> [DOCUMENT EXTRACT]
The title of this article might seem contradictory, but it is not as conflicting as you might think. Sure, we all know that the General Data Protection Regulation (GDPR) prescribes us to protect personal data, wherever it may be. Production, development, testing, QA, training environments – data is stored everywhere. Most people assume that all of this data needs protection at all times, but actually that is not the case. Test data, for example, doesn’t always need to be protected as long as it meets certain conditions.
General Data Protection Regulation
The General Data Protection Regulation (GDPR) states that personal data may only be processed for the purpose for which it has been collected. So when a customer places an order and fills in his address, this address is only for the purpose of sending the order to him. If you also want to use the address for commercial purposes, the customer needs to give specific permission for this. There’s little to no data that is being collected for testing or development purposes, so therefore it cannot be used for those purposes. But does that mean you can’t use production-like data for testing and development? Luckily not!

> [YOUR TASKS]
**a)** Write out the stretch of the article on GDPR and test data from "The title of" through "meets certain conditions.".
**b)** List every environment that the article on GDPR and test data names as a place where data is stored.
**c)** Translate this sentence from the article on GDPR and test data into Spanish: "Test data, for example, doesn’t always need to be protected as long as it meets certain conditions."

> [INFORMATION GIVEN]
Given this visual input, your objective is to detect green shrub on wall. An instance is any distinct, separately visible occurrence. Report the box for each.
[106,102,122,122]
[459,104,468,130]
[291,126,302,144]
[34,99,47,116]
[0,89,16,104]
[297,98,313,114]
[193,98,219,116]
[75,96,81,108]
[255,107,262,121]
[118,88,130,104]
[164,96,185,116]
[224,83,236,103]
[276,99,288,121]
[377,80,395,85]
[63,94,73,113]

> [ANSWERS PROVIDED]
**a)**
The title of this article might seem contradictory, but it is not as conflicting as you might think. Sure, we all know that the General Data Protection Regulation (GDPR) prescribes us to protect personal data, wherever it may be. Production, development, testing, QA, training environments – data is stored everywhere. Most people assume that all of this data needs protection at all times, but actually that is not the case. Test data, for example, doesn’t always need to be protected as long as it meets certain conditions.

**b)**
Production
Development
Testing
QA
Training

**c)** Los datos de prueba, por ejemplo, no siempre tienen que estar protegidos, con tal de que cumplan determinadas condiciones.